- Extract
╔══

I found this equation that describes the change in angular momentum $\vec{L}$ of a rigid body rotating about a fixed point $O$. $I_o$ is the moment of inertia of the body with respect to the axis of rotation and I marked with $⊥$ the component of the angular momentum perpendicular to the axis of rotation.

$$\vec{L_o} = I_o \vec{ω} + \vec{L_o}_⊥ \implies \frac{d\vec{L_o}}{dt}= I_o \frac{d\vec{ω}}{dt}+ \frac{1}{ω} \frac{dω}{dt} \vec{L_o}_⊥ + \vec{ω} \times \vec{L_o}_⊥ = \vec{\tau}_{ext}$$

In the derivation the following was used $ \vec{L_o}_⊥ = \vec{\omega}A \hat{L_o}_⊥ $ with $A$ some constant depending on the distribution of mass.

How does the middle term $\frac{1}{ω} \frac{dω}{dt} \vec{L_o}_⊥$ come out and what does it means?

It is a part of the derivative of $\vec{L_o}_⊥$ but I don't understand how and why it is there.

╚══

- Short problem a
Render this sentence from the angular momentum post in Spanish: "It is a part of the derivative of $\vec{L_o}_⊥$ but I don't understand how and why it is there."
The listing that follows the angular momentum post is unrelated to it.

(Saved data entries)
╔══

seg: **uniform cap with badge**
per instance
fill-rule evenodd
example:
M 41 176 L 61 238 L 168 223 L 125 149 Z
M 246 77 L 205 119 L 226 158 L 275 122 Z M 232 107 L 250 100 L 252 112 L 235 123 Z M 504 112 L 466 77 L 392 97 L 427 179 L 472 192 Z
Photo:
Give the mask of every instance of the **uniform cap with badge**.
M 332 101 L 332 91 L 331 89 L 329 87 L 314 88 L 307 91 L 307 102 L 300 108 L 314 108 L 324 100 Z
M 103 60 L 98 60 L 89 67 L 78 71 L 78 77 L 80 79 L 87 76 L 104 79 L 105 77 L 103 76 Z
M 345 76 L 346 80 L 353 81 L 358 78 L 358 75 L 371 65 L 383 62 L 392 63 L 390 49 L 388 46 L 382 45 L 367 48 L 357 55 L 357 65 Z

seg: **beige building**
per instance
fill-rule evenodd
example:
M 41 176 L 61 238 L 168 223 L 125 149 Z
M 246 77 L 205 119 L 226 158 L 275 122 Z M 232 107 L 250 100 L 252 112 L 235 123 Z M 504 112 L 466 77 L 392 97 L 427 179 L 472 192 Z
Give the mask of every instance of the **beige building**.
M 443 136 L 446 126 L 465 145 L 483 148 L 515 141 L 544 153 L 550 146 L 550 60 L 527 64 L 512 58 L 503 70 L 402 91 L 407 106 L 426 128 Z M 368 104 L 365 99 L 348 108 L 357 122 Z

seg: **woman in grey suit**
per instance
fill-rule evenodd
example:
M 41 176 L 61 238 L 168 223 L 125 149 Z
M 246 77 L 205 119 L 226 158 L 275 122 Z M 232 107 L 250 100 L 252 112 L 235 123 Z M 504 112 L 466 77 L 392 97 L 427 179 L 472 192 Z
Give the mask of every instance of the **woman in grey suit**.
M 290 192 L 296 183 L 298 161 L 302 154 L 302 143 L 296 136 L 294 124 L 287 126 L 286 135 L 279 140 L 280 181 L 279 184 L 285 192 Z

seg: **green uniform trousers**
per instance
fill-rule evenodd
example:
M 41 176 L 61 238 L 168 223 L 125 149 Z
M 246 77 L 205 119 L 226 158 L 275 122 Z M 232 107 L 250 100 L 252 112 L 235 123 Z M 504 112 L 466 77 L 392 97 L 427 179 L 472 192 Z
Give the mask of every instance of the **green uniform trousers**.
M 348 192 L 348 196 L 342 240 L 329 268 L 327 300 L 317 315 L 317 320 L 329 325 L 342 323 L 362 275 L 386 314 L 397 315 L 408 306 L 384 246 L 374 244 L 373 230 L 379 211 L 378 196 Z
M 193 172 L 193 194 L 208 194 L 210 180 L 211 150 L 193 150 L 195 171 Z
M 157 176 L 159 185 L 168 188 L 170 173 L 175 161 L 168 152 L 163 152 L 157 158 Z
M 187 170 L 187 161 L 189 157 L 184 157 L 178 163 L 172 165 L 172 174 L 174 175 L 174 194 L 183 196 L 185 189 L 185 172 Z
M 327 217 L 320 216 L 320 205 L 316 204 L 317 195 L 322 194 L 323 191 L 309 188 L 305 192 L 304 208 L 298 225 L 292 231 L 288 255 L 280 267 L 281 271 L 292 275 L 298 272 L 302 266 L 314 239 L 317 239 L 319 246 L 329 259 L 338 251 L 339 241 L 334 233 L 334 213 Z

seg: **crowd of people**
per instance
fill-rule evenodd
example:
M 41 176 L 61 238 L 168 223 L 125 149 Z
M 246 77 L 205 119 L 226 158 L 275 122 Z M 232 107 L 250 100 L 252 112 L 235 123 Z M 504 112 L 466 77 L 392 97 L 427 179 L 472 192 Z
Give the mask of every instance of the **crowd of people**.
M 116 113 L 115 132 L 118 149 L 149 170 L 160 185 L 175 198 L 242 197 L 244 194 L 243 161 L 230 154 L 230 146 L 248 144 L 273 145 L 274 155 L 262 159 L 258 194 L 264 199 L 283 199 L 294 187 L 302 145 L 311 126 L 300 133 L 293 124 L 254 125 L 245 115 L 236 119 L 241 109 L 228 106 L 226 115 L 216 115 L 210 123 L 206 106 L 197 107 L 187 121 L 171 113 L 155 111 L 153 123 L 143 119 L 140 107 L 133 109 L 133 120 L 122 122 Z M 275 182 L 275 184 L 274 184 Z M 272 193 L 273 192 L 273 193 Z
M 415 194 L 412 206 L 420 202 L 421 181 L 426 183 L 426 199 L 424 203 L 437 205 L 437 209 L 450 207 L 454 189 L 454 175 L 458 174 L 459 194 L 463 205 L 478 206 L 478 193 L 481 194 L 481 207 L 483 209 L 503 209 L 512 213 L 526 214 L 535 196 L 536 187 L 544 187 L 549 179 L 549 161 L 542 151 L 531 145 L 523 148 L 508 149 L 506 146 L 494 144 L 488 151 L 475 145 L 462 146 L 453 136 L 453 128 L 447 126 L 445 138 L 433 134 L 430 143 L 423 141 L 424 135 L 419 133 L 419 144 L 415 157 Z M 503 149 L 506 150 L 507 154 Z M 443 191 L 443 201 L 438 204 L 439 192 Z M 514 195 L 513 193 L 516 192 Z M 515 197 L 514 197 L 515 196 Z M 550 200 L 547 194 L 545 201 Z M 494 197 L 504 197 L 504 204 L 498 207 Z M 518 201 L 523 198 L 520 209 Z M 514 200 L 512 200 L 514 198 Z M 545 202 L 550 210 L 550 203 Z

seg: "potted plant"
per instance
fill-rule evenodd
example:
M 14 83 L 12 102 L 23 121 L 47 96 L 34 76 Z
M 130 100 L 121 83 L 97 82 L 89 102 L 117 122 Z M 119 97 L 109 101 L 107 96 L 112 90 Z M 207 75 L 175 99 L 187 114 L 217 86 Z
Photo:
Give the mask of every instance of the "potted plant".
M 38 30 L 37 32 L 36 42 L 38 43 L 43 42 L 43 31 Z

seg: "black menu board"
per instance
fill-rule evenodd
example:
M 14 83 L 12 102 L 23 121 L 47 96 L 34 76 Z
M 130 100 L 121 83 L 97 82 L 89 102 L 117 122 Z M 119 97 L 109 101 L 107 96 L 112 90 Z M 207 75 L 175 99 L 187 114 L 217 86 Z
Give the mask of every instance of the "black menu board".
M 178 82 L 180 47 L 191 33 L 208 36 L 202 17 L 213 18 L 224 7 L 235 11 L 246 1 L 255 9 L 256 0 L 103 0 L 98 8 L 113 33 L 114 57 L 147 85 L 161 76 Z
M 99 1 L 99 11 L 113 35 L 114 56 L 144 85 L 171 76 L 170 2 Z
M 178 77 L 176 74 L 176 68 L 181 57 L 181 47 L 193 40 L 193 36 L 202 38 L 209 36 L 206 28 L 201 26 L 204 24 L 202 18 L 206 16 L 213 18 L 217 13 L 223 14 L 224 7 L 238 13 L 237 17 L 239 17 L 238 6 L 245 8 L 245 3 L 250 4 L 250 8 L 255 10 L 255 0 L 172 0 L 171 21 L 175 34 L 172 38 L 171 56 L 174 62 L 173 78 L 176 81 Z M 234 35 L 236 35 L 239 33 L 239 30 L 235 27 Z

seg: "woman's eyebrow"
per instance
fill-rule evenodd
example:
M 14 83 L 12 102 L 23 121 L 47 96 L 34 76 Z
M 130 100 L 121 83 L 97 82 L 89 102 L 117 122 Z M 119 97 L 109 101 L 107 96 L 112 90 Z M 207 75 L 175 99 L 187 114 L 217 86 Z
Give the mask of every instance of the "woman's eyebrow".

╚══

- Short problem b
In the listing, swap "instance" for "occurrence" throughout the part that opens with the line containing "seg: **beige building**" and closes with the line containing "M 290 192 L". Reproduce only those lines, with everything else unchanged.

- Task answer a
Es una parte de la derivada de $\vec{L_o}_⊥$, pero no entiendo cómo ni por qué está ahí.

- Task answer b
seg: **beige building**
per occurrence
fill-rule evenodd
example:
M 41 176 L 61 238 L 168 223 L 125 149 Z
M 246 77 L 205 119 L 226 158 L 275 122 Z M 232 107 L 250 100 L 252 112 L 235 123 Z M 504 112 L 466 77 L 392 97 L 427 179 L 472 192 Z
Give the mask of every occurrence of the **beige building**.
M 443 136 L 446 126 L 465 145 L 483 148 L 515 141 L 544 153 L 550 146 L 550 60 L 527 64 L 512 58 L 503 70 L 402 91 L 407 106 L 426 128 Z M 368 104 L 365 99 L 348 108 L 357 122 Z

seg: **woman in grey suit**
per occurrence
fill-rule evenodd
example:
M 41 176 L 61 238 L 168 223 L 125 149 Z
M 246 77 L 205 119 L 226 158 L 275 122 Z M 232 107 L 250 100 L 252 112 L 235 123 Z M 504 112 L 466 77 L 392 97 L 427 179 L 472 192 Z
Give the mask of every occurrence of the **woman in grey suit**.
M 290 192 L 296 183 L 298 161 L 302 154 L 302 143 L 296 136 L 294 124 L 287 126 L 286 135 L 279 140 L 280 181 L 279 184 L 285 192 Z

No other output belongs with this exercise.